Laura Doyle writes about intimacy when it relates to marriage but her ideas have inspired me to apply them to my new single life.
#1
Do at least 3 things a day for your own pleasure.
Now that my nest is far less occupied than in days past, it's easy to find the time and inclination to do things for me. Admittedly, I did not concentrate on doing that since my children were born. Yes, we women read the articles and set about the steps for self-fulfillment but really...how could I look to myself with 3 people hungry for dinner, waiting in line for homework help, and an expectant man hoping I would be ready to romp like a porn star in the bedroom. Life doesn't mesh so well with idealistic hopes.
I have plenty of lost time to make up for and I don't spend any time regretting what I gave up for my family because what I paid out is coming back as my terrific children go about fulfilling their own dreams.
#2
Relinquish control of people that you can't control
My marriage was constantly mired in control issues. The tug and pull of our disparate personalities kept us from pulling together toward a common goal. In the end, our only common goal was providing a springboard for our children's future. I have even had to further cut ties with his "divorced dating self" as he makes mistake after mistake with the kids. I will no longer try to protect their image of him...I have accepted that controlling a perception is a lost cause.

--*--

> GIVEN PROBLEM 1
In the records, rewrite the lines from the first one up to and including the line with "(313, 21), (637, 280)", changing "spiky crest feather" to "crest plume" and keeping everything else the same.

> DATA LINES
--*--

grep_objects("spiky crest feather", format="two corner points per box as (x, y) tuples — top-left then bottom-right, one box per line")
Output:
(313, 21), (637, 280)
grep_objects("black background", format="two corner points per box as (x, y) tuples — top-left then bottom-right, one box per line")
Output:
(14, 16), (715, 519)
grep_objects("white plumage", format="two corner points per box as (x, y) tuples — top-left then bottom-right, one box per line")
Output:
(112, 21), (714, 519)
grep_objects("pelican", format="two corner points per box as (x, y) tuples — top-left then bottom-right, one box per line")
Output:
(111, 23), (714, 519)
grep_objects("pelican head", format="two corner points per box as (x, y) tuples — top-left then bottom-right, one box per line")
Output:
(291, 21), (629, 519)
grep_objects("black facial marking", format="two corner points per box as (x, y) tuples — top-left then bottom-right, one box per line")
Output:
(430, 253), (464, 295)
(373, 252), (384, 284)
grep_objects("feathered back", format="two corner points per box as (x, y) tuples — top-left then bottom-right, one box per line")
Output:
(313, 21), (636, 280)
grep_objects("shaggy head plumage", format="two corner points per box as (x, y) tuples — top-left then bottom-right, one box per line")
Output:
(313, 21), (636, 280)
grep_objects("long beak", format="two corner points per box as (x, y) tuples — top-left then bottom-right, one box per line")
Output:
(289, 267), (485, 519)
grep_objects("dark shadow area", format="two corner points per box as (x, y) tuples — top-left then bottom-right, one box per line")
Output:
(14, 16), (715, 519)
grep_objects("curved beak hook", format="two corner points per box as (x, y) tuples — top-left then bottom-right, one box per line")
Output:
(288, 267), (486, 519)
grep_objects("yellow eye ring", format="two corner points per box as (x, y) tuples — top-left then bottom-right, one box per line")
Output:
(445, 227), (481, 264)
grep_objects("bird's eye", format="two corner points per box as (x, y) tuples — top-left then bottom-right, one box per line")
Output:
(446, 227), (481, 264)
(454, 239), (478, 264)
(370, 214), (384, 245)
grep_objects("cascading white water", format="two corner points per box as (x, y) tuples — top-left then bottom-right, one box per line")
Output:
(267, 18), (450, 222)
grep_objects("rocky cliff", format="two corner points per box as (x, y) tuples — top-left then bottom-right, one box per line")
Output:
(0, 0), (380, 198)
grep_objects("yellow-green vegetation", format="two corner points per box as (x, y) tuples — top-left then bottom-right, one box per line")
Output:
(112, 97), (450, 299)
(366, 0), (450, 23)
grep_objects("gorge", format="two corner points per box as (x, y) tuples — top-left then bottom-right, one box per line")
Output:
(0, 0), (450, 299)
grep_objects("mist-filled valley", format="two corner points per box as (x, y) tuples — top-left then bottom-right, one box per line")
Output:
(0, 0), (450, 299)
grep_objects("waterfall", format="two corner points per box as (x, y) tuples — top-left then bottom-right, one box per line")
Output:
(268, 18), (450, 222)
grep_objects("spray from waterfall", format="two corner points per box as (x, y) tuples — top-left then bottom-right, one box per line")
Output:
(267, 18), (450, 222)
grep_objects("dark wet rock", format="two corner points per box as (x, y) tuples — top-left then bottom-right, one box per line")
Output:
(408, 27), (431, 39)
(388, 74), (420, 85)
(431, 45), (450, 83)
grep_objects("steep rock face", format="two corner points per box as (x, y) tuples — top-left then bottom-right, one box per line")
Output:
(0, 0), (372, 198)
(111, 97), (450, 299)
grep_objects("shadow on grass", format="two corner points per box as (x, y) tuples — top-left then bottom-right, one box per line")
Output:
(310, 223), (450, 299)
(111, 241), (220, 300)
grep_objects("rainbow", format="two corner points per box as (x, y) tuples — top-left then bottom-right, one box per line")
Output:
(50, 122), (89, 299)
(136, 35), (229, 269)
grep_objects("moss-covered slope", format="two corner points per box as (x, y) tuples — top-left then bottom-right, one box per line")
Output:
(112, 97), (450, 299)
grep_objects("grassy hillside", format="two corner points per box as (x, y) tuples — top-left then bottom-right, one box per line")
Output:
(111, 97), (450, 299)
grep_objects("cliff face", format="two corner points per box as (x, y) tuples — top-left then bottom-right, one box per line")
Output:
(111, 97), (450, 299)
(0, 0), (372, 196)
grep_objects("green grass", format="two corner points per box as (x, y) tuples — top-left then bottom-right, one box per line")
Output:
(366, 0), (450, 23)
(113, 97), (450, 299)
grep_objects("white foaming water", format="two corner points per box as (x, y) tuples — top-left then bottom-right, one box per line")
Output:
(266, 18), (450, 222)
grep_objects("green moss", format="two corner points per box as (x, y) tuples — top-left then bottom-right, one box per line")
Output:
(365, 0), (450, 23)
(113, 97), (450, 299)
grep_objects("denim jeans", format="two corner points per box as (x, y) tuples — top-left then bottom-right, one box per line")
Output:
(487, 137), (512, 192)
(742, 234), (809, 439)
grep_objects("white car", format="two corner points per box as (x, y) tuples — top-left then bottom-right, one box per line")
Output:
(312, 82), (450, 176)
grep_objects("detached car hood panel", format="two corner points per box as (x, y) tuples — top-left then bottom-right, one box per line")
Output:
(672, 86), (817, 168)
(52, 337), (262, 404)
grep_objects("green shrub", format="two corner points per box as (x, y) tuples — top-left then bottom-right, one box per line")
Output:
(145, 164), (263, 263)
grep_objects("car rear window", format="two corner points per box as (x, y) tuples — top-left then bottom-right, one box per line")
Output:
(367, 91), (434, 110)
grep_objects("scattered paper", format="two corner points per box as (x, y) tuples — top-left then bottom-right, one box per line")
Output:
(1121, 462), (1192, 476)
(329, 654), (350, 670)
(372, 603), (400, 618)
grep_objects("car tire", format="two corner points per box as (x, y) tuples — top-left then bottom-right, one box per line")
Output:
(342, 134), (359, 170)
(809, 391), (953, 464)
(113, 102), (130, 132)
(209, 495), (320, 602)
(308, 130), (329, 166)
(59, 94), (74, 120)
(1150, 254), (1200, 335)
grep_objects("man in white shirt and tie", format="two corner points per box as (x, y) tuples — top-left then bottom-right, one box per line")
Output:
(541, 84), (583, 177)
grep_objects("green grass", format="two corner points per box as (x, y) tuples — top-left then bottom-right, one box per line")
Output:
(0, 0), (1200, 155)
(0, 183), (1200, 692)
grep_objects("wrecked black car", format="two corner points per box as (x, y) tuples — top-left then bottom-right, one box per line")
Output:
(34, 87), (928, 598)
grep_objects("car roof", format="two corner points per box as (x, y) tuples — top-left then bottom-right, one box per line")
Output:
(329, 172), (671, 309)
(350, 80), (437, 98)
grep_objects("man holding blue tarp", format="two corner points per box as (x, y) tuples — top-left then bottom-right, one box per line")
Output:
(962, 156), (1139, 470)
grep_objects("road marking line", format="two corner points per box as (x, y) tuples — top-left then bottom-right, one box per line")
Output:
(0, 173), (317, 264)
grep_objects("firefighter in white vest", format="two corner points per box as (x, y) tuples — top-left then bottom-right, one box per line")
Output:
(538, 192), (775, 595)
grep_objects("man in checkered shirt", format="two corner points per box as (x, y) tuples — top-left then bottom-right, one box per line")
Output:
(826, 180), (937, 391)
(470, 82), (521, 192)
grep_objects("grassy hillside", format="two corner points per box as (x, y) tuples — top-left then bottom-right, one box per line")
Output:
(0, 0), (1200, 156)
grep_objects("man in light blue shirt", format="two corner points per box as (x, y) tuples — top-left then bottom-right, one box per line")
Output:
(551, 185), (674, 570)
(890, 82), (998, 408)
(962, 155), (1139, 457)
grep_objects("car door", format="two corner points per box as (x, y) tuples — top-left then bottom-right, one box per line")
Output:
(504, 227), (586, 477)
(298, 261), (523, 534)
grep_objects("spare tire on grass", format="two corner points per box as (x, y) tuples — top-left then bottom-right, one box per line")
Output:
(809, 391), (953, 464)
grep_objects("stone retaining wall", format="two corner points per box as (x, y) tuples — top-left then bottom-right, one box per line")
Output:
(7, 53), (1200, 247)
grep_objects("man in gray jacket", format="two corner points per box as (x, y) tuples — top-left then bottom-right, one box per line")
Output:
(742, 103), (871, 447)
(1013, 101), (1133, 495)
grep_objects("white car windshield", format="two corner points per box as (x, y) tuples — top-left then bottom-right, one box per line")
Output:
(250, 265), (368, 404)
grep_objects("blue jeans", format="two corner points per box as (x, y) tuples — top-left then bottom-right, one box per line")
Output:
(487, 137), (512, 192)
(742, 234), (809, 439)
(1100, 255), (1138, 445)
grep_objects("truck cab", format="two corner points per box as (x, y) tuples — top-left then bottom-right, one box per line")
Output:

--*--

> GIVEN PROBLEM 2
Decide whether each statement agrees with the piece on applying Laura Doyle's ideas to single life, and quote the words that settle it: (a) The writer spends a good deal of time regretting what was given up for family. (b) The second point is to relinquish control of people one cannot control. (c) The first point calls for at least five things a day done for one's own pleasure.

> FINISHED ANSWER 1
grep_objects("crest plume", format="two corner points per box as (x, y) tuples — top-left then bottom-right, one box per line")
Output:
(313, 21), (637, 280)

> FINISHED ANSWER 2
(a) No: "I don't spend any time regretting what I gave up for my family"
(b) Yes: "Relinquish control of people that you can't control"
(c) No: "Do at least 3 things a day for your own pleasure."